**Referring expression data**.
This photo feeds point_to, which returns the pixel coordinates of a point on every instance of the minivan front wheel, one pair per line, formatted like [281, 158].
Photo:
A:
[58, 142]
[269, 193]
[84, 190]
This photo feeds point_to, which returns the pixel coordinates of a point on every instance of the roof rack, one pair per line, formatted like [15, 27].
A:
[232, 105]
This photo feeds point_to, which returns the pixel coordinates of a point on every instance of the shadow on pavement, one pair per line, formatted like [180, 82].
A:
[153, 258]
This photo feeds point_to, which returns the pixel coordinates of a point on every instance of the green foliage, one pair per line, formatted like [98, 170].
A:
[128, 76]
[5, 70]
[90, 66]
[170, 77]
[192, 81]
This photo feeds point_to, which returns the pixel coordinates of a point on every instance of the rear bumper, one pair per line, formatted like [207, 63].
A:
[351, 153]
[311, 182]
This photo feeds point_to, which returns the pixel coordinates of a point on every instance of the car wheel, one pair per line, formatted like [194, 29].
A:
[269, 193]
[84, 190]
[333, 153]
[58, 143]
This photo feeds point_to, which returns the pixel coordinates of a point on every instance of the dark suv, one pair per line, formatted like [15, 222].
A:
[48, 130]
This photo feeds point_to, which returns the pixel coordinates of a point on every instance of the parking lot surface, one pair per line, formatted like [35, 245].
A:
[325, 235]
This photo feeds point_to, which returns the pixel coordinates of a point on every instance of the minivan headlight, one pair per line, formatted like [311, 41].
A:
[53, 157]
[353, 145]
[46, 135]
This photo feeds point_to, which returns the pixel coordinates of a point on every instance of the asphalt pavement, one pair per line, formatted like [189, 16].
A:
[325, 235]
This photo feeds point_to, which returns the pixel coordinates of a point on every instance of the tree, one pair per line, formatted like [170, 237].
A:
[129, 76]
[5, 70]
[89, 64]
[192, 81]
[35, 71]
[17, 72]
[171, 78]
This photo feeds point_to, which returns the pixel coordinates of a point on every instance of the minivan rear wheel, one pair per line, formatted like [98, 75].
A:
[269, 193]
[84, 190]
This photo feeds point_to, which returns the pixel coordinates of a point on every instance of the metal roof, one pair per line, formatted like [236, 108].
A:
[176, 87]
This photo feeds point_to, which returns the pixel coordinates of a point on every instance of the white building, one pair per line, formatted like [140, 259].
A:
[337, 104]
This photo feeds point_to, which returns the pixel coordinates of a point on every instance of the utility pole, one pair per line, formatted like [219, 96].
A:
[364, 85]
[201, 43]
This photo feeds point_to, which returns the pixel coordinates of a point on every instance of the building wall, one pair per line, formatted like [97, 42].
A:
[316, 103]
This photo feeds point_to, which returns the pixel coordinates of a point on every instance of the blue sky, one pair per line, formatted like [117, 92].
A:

**WORK REQUIRED**. Write out every line of the data exactly, leaving nothing out.

**OUTPUT BELOW**.
This photo feeds point_to, which returns the pixel coordinates of a point on every instance of the minivan front wheel, one pair per line, formatted like [281, 158].
Photo:
A:
[58, 142]
[269, 193]
[84, 190]
This photo feeds point_to, which returns the pixel coordinates of a point on every instance of the roof rack, one pair per line, formatted like [15, 27].
A:
[232, 105]
This photo feeds point_to, which returns the pixel coordinates of a point on every instance of the shadow on pavement, one pair per line, formatted like [180, 82].
A:
[153, 258]
This photo feeds point_to, which returns the pixel coordinates of a point on every instance of the green foliage, one pair per line, formatted like [98, 170].
A:
[128, 76]
[5, 70]
[90, 66]
[170, 77]
[192, 81]
This photo feeds point_to, which returns the pixel coordinates of a point on every instance of the rear bumper, one pair per line, formatted like [207, 63].
A:
[351, 153]
[311, 182]
This photo feeds point_to, which returns the pixel coordinates of a point on every instance of the car wheel, one pair per line, formatted like [194, 29].
A:
[269, 193]
[84, 190]
[333, 153]
[58, 143]
This photo feeds point_to, which returns the pixel coordinates of a point on every instance of the dark suv, one pair per line, formatted like [15, 222].
A:
[48, 130]
This photo feeds point_to, which returns the pixel coordinates of a point on every instance of the parking lot surface, one pair per line, formatted like [35, 245].
A:
[325, 235]
This photo feeds point_to, which returns the pixel coordinates of a point on every instance of the minivan headlight, one pair per line, formatted like [311, 41].
A:
[53, 157]
[353, 145]
[46, 135]
This photo feeds point_to, which returns the pixel coordinates of a point on every instance of the asphalt pavement, one pair per line, formatted like [189, 16].
A:
[325, 235]
This photo feeds point_to, which returns the pixel coordinates of a point on every instance of the tree, one pair per line, formatted like [170, 237].
A:
[129, 76]
[5, 70]
[89, 64]
[192, 81]
[35, 71]
[17, 72]
[171, 78]
This photo feeds point_to, which returns the pixel coordinates of a point on every instance of the minivan rear wheel, one pair per line, formatted like [98, 75].
A:
[269, 193]
[84, 190]
This photo feeds point_to, which returns the pixel coordinates of a point on every instance of the metal roof, one pair per line, formatted like [236, 108].
A:
[176, 87]
This photo feeds point_to, which returns the pixel coordinates of a point on every instance of the white building, one pair per line, formatted like [140, 259].
A:
[337, 104]
This photo feeds point_to, which returns the pixel coordinates of a point on every instance of the utility pole, one pair per line, formatted like [219, 96].
A:
[364, 85]
[201, 43]
This photo feeds point_to, which returns the pixel coordinates of a point on every instance of the building wall, one pair per line, formatted like [97, 42].
A:
[316, 103]
This photo feeds point_to, which returns the pixel coordinates of a point on every instance of the blue sky, one pair per line, formatted like [117, 92].
A:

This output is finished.